> Stated exercise: Find each line in the items below that contains the word "test" and copy every such line in full.
* BEGIN Material for this exercise *
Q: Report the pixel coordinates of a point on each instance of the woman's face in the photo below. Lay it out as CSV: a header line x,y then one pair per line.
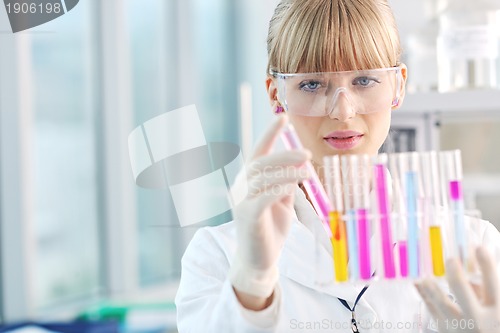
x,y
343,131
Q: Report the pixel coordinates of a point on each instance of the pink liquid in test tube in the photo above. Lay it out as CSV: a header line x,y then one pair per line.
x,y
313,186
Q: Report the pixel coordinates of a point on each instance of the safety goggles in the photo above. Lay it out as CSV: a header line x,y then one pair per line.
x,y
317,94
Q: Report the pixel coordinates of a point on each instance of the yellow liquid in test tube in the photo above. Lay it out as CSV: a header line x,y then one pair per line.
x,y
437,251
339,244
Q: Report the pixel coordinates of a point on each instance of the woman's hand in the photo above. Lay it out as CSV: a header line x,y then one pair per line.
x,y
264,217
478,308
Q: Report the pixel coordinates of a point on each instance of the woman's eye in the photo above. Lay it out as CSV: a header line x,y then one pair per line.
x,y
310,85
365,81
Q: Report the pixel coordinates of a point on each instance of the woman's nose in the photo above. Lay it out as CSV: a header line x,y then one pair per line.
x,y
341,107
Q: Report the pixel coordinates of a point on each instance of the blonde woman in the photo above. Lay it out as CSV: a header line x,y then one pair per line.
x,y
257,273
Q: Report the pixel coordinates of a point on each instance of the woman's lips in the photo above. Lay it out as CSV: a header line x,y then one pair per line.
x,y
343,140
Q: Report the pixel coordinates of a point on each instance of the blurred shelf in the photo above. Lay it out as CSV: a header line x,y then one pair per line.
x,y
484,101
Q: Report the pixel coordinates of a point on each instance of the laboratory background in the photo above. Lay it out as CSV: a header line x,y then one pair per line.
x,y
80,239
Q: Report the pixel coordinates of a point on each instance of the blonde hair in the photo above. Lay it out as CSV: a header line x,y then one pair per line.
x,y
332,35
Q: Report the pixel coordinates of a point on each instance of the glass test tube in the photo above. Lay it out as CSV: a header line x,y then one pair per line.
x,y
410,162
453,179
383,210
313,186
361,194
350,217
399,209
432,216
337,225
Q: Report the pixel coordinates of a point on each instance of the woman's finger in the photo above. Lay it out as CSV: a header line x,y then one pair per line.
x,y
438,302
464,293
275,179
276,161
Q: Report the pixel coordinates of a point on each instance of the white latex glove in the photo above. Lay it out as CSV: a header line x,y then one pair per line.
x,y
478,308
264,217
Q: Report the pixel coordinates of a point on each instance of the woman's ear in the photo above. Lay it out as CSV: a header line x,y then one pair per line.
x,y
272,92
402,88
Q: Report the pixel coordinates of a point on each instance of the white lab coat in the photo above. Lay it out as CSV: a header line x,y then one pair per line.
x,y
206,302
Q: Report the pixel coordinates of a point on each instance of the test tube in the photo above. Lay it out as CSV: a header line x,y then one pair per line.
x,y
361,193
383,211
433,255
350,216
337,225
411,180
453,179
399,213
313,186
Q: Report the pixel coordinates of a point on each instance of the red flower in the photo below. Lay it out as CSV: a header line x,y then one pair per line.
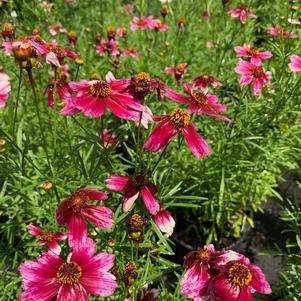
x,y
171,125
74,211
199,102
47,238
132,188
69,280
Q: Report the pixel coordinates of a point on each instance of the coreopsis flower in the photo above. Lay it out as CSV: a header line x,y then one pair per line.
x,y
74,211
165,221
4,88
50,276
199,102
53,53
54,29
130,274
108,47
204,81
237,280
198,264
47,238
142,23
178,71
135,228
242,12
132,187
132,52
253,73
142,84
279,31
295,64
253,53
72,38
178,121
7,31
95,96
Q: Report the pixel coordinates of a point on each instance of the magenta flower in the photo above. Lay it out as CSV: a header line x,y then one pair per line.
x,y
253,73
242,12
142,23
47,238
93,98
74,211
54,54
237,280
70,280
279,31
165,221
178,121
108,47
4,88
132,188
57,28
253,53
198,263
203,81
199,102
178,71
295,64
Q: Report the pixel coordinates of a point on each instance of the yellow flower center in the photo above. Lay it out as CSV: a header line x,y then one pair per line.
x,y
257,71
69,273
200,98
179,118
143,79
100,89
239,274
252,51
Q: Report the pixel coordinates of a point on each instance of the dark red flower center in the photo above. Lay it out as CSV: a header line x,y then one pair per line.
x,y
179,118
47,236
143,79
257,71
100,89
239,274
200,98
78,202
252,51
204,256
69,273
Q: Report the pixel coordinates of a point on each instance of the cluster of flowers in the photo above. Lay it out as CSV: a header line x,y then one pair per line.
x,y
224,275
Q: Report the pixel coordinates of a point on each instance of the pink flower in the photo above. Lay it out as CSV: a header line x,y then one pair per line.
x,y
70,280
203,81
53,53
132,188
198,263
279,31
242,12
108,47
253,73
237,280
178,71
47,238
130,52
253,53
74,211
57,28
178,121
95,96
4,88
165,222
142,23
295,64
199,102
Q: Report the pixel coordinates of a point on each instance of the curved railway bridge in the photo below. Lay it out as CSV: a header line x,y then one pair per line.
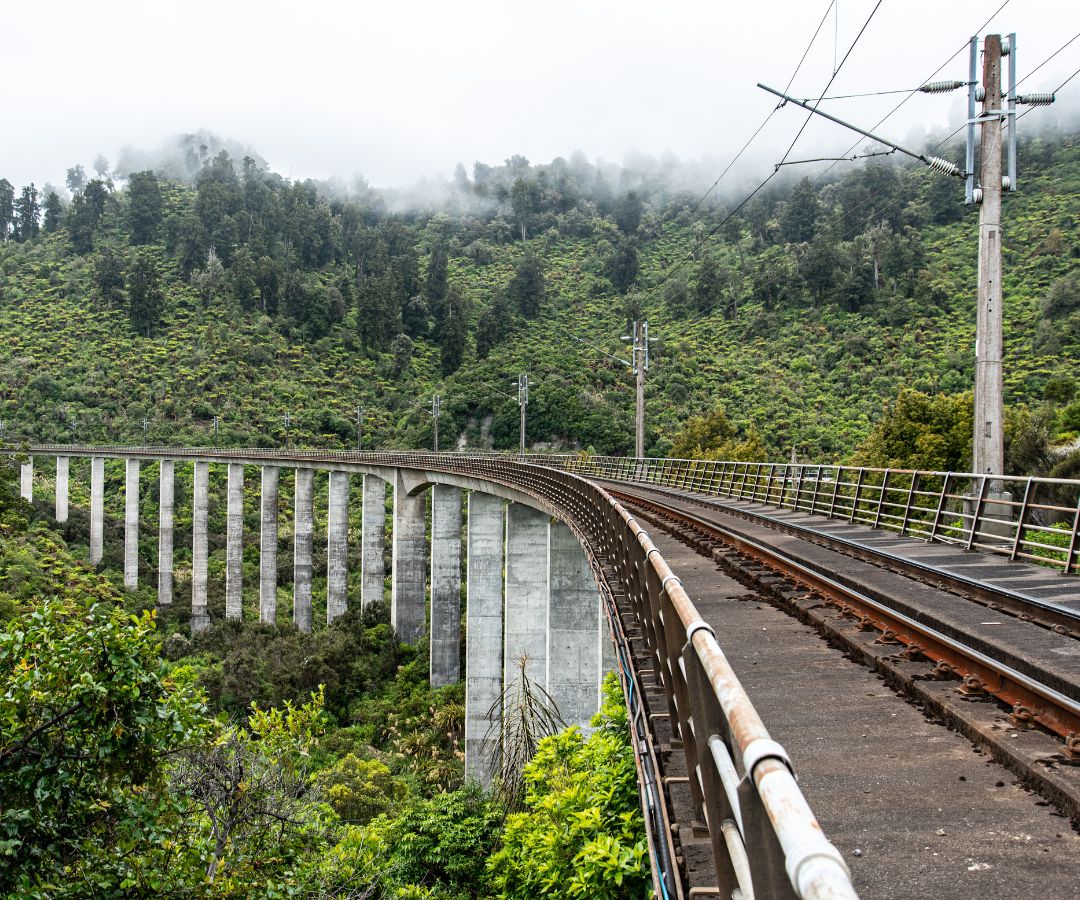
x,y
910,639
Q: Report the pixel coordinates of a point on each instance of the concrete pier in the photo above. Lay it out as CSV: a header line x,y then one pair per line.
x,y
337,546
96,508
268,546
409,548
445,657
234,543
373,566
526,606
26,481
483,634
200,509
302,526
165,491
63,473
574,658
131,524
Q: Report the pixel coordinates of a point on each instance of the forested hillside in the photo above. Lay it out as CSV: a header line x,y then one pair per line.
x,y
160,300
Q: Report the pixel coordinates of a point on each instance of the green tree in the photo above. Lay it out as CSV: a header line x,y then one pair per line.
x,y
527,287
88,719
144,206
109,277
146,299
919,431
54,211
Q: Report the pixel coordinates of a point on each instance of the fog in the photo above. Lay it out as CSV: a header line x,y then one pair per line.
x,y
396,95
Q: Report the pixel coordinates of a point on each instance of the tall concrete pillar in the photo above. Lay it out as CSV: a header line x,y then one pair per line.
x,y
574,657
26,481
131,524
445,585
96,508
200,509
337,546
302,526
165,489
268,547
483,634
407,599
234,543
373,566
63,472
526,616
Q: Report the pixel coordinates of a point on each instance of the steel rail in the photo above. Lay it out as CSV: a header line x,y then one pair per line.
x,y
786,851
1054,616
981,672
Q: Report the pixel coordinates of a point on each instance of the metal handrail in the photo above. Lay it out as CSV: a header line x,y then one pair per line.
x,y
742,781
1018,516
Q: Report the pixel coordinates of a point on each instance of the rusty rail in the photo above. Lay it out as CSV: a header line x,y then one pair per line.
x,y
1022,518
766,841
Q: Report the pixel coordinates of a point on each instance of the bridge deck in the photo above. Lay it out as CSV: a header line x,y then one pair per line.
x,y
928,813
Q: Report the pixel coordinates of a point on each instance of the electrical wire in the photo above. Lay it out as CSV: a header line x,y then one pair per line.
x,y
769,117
* END Material for this exercise *
* BEGIN Material for this exercise *
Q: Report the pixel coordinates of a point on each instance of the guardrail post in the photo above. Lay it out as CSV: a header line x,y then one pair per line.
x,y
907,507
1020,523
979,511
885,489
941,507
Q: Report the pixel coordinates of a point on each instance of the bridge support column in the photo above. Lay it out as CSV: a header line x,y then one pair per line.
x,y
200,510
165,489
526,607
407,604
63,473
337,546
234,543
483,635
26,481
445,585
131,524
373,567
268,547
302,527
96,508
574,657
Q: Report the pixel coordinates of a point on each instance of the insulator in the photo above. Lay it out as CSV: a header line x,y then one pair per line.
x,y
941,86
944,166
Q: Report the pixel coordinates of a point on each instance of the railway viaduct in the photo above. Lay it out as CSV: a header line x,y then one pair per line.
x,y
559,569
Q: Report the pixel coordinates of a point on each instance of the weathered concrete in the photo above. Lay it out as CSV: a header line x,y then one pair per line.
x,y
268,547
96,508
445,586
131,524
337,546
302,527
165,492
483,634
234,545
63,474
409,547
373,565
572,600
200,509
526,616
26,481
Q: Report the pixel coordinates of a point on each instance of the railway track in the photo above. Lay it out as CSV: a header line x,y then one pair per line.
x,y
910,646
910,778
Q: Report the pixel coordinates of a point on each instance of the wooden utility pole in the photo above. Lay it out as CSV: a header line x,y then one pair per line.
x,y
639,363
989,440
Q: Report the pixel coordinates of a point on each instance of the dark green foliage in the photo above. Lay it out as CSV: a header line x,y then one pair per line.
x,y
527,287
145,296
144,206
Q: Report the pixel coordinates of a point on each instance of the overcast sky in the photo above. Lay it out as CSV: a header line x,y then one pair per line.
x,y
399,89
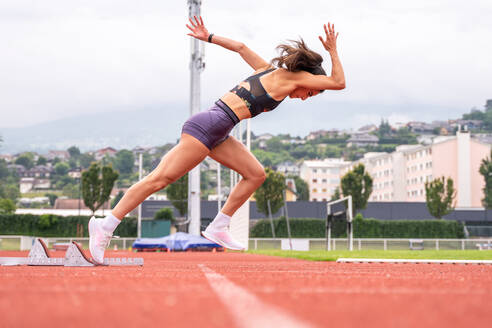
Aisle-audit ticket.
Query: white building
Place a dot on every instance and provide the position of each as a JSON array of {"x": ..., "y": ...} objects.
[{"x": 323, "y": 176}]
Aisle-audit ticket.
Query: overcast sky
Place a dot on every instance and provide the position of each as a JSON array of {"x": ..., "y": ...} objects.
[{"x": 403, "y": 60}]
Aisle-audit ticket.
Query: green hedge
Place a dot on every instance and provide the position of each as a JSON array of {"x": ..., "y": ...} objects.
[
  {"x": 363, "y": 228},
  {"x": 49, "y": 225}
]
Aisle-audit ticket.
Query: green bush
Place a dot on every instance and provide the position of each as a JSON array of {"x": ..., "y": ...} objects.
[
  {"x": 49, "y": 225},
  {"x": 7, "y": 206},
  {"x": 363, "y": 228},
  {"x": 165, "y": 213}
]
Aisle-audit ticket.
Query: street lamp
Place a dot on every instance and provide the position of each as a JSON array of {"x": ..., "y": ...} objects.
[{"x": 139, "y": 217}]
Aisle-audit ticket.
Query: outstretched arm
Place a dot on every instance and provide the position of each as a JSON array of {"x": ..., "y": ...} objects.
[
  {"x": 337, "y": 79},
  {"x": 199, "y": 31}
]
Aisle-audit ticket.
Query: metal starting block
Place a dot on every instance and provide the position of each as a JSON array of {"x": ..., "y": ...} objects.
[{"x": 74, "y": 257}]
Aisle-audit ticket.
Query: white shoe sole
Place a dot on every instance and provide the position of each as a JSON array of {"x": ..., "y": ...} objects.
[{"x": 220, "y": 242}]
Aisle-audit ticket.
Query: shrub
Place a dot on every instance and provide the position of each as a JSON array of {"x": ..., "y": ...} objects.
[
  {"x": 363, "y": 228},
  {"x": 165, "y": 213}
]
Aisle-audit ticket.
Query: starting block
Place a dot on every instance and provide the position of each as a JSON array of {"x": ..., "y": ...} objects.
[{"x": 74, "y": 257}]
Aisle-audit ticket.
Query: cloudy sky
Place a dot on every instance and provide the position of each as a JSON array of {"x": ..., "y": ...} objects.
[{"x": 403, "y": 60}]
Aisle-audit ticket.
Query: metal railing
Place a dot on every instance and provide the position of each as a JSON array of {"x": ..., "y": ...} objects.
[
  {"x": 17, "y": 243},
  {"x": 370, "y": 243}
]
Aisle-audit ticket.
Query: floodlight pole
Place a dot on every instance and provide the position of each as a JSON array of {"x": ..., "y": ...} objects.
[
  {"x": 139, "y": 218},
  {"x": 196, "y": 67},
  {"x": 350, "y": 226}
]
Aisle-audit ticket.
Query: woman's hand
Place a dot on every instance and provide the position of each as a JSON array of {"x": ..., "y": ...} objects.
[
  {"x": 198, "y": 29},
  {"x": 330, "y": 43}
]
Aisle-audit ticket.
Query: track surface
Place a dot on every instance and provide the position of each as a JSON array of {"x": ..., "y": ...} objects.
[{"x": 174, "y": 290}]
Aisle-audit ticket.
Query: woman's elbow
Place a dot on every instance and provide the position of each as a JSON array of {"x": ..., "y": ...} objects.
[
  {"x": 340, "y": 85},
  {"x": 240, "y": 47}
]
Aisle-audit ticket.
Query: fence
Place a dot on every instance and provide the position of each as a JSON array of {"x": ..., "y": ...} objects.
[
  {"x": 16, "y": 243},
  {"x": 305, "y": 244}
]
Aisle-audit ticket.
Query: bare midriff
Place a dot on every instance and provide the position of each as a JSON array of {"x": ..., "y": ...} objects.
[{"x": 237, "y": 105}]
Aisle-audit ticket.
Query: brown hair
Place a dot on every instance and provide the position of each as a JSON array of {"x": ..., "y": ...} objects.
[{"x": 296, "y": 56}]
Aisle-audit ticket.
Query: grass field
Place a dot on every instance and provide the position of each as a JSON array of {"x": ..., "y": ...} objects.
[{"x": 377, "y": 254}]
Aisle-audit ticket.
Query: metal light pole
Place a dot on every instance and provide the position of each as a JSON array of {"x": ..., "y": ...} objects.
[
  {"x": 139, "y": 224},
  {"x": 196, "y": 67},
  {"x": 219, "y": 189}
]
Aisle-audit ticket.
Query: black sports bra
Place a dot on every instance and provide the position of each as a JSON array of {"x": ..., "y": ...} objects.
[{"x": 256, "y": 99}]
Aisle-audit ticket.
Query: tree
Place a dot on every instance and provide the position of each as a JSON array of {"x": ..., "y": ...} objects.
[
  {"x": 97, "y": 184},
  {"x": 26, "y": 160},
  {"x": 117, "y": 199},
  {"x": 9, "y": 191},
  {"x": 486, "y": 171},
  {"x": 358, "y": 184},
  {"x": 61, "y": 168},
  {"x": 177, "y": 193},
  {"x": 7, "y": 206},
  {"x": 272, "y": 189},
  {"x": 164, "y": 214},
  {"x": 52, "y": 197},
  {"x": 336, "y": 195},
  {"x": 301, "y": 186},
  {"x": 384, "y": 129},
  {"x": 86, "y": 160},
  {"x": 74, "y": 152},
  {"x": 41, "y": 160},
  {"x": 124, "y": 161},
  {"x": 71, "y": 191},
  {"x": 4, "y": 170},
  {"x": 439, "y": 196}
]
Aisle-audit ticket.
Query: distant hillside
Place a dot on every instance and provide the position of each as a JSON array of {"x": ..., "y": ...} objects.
* END Material for this exercise *
* BEGIN Material for this exercise *
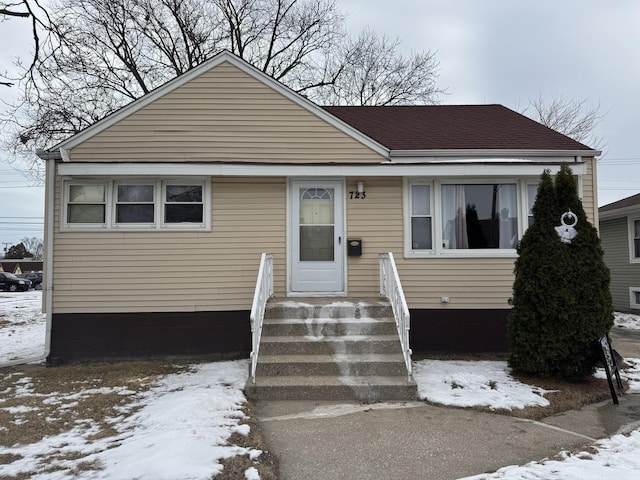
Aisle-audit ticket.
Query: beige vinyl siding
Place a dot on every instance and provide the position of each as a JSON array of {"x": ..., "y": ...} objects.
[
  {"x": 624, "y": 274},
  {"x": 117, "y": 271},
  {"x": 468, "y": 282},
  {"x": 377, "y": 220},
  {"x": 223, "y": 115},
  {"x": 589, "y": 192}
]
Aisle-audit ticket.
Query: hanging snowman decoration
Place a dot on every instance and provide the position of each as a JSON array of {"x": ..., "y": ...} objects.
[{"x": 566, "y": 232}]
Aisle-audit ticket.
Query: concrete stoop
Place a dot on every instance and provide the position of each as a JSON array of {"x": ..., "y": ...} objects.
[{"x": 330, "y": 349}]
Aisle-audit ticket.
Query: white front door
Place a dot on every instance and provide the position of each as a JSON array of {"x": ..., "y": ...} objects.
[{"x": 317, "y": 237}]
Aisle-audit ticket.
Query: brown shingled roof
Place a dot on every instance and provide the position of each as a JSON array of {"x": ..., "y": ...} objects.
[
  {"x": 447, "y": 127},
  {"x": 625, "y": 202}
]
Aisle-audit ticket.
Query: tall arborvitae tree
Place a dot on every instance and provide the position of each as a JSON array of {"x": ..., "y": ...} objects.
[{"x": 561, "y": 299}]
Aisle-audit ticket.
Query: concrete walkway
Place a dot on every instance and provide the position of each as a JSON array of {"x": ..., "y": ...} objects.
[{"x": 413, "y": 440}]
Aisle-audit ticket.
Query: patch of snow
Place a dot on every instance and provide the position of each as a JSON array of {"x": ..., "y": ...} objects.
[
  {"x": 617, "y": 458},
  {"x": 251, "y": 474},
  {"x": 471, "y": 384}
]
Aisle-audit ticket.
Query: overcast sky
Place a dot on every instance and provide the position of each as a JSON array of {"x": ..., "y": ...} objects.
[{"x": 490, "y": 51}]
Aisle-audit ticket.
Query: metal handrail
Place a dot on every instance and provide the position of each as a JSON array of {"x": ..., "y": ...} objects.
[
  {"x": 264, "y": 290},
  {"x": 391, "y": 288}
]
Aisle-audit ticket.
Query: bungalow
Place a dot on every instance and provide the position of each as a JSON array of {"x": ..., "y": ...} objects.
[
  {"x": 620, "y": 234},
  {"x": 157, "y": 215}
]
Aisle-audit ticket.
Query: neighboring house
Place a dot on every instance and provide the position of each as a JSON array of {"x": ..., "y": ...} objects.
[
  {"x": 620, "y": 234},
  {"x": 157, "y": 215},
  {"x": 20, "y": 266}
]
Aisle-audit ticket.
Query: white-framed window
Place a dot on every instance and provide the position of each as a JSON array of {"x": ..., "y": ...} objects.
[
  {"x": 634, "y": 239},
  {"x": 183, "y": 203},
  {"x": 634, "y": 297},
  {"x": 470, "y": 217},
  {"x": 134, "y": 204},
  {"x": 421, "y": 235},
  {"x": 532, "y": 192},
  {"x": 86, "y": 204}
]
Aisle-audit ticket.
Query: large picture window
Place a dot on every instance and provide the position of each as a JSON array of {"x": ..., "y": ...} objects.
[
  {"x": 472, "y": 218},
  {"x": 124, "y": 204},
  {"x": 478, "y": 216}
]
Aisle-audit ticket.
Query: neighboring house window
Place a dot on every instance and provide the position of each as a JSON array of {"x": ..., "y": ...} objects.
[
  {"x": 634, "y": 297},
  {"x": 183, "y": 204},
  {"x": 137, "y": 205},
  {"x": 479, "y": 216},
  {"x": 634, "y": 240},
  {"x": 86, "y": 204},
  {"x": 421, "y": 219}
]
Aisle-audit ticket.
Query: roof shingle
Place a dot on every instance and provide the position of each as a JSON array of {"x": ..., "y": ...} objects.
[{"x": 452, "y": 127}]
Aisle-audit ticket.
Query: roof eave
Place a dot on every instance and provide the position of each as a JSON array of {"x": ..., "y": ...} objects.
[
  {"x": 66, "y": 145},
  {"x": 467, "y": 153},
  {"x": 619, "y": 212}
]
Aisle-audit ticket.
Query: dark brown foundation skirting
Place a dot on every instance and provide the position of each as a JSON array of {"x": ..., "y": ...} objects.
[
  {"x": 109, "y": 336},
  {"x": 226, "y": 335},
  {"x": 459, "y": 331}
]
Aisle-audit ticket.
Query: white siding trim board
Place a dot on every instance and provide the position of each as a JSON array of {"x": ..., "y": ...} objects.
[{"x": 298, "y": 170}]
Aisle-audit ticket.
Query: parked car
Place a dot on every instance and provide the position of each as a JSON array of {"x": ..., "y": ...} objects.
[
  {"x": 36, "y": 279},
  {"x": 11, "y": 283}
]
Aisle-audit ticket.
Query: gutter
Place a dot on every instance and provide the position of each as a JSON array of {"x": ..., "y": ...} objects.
* END Material for this exercise *
> Complete output:
Q: Report the pixel coordinates of a point on each instance of the pink liquid in test tube in the photo above. Lay it out as CSV: a header line x,y then one pair per line.
Q: Report the pixel coordinates of a point on each instance of the yellow liquid in test tube in the photo above. Lay it out as CSV: a header line x,y then one pair per line.
Q: Report the pixel coordinates of a point on each instance of the glass test tube in the photo above. Lay it out as CSV: a header line x,y then one pair per line.
Q: Report the pixel coordinates of a point on each instance of the test tube in the photo above. Lay it out as CSV: a header line x,y then one pair per line.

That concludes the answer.